▶

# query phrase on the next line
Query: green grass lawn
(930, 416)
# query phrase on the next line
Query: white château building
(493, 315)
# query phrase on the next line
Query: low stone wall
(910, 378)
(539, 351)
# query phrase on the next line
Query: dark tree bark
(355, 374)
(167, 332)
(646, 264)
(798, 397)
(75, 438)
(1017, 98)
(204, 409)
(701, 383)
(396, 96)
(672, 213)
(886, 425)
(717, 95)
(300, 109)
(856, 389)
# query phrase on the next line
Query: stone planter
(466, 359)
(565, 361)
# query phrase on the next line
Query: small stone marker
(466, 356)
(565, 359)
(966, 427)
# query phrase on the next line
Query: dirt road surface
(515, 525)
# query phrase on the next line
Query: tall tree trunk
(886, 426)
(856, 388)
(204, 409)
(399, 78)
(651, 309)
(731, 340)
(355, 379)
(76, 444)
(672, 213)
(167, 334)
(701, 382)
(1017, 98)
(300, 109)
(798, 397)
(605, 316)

◀

=== Aim of the exercise ===
Send back every record, precisely as written.

=== Output for this exercise ===
# query phrase on the next line
Query: green grass lawn
(930, 416)
# query phrase on the next line
Query: white château building
(493, 315)
# query phrase on the next line
Query: low stone wall
(910, 378)
(539, 351)
# query phrase on the next line
Query: dark tree bark
(355, 374)
(167, 332)
(646, 264)
(798, 397)
(75, 438)
(1017, 98)
(204, 409)
(701, 383)
(396, 96)
(672, 213)
(886, 425)
(717, 95)
(300, 109)
(856, 389)
# query phrase on the next line
Query: stone planter
(466, 359)
(565, 361)
# query phrase on the next line
Query: small stone marker
(466, 356)
(565, 359)
(966, 427)
# query phrase on the next line
Query: dirt road surface
(515, 525)
# query phrase on the next line
Query: tall tree trunk
(886, 426)
(856, 388)
(204, 409)
(399, 78)
(651, 309)
(731, 340)
(355, 379)
(76, 444)
(672, 213)
(167, 334)
(701, 382)
(1017, 98)
(300, 109)
(798, 397)
(605, 316)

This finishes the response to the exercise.